▶ [AVAILABLE RECORDS]:
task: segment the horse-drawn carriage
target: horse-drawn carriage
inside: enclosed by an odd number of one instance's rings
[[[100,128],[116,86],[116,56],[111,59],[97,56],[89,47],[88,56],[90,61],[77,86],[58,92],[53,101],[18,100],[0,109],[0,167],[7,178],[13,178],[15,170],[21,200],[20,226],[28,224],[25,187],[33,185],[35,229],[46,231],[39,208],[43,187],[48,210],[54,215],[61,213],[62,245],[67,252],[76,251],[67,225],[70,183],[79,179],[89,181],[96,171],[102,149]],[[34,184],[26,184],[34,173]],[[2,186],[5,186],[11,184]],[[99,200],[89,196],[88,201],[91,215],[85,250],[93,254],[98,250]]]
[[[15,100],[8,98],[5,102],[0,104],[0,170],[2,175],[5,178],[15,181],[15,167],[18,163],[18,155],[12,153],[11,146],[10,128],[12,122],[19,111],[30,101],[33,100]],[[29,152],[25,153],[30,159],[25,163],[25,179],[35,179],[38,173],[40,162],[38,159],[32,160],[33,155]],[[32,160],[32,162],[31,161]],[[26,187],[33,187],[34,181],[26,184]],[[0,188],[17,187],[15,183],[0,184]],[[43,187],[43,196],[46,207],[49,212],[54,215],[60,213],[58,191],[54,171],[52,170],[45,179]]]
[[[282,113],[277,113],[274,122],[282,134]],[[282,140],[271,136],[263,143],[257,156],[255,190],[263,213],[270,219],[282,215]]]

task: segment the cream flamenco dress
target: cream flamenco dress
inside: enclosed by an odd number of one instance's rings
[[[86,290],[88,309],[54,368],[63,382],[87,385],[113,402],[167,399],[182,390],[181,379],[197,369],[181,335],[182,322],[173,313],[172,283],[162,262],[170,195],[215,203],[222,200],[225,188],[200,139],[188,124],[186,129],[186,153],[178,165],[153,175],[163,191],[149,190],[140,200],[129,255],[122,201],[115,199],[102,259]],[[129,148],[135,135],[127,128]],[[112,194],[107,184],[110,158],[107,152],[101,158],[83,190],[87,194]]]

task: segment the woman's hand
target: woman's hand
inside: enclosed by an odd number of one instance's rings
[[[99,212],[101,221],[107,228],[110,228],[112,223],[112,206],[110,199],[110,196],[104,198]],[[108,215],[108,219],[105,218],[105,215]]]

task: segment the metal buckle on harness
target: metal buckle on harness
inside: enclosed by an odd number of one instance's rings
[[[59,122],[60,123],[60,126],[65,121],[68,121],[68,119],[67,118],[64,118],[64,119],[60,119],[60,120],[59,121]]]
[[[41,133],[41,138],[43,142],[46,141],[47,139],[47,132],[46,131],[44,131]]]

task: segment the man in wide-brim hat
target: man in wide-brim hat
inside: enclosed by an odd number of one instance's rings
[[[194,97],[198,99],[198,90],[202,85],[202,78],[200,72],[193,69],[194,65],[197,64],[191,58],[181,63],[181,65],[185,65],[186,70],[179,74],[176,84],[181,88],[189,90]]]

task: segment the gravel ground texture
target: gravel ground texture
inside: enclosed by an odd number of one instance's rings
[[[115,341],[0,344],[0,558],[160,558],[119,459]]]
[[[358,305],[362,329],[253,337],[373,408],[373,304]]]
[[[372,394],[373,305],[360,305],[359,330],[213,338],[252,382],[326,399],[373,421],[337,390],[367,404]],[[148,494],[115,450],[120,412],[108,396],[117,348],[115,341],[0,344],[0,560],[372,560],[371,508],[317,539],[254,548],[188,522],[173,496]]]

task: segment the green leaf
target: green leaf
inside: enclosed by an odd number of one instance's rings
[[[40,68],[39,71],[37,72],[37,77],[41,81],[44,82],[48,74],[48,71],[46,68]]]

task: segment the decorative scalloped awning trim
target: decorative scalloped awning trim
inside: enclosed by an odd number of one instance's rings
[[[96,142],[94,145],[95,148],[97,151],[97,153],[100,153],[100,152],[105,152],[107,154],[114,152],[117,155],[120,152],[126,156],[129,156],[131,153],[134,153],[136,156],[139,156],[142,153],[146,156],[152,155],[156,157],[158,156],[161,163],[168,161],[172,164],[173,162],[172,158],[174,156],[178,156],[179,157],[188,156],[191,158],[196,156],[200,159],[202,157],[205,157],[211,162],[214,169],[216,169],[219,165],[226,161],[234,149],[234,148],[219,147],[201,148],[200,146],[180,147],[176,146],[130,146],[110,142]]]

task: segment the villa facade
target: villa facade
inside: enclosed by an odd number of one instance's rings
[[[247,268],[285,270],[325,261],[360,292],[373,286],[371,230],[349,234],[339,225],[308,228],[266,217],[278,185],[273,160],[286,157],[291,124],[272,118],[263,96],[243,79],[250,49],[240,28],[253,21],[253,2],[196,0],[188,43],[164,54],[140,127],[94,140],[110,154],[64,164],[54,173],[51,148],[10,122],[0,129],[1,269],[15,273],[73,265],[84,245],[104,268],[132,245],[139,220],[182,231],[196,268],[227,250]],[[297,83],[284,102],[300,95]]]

▶ [EXERCISE]:
Render everything from the line containing "task: segment the villa facade" down to the end of the records as a two-column CSV with columns named instruction and polygon. Give one row per record, with the record's text under instruction and its answer under polygon, each enclosed in one quoted field with line breaks turned into spaces.

▶ [EXERCISE SOLUTION]:
instruction,polygon
"task: segment the villa facade target: villa facade inside: enclosed by an odd number of one instance's rings","[[[247,268],[285,270],[325,261],[360,292],[373,286],[371,230],[349,234],[339,225],[308,228],[266,217],[278,185],[273,160],[286,157],[291,124],[272,118],[263,96],[243,79],[250,49],[240,28],[253,21],[253,2],[196,0],[188,43],[164,54],[140,127],[94,140],[110,154],[64,164],[54,173],[51,148],[10,122],[0,129],[1,269],[15,273],[73,265],[84,245],[104,268],[132,245],[139,220],[182,231],[196,268],[227,250]],[[297,83],[284,102],[300,95]]]"